What is being asked –
State how many lines in the listing below contain the word "mark", giving only the number.

(Dataset excerpt)

----------------

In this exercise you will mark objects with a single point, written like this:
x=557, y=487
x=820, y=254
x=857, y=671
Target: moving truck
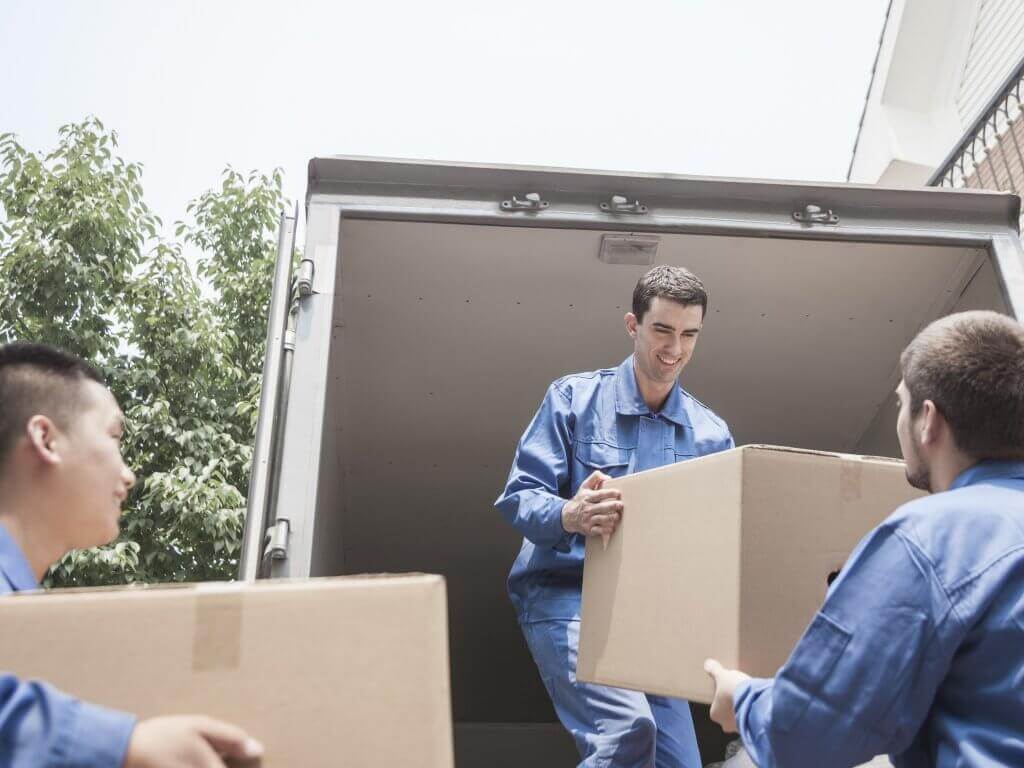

----------------

Exercise result –
1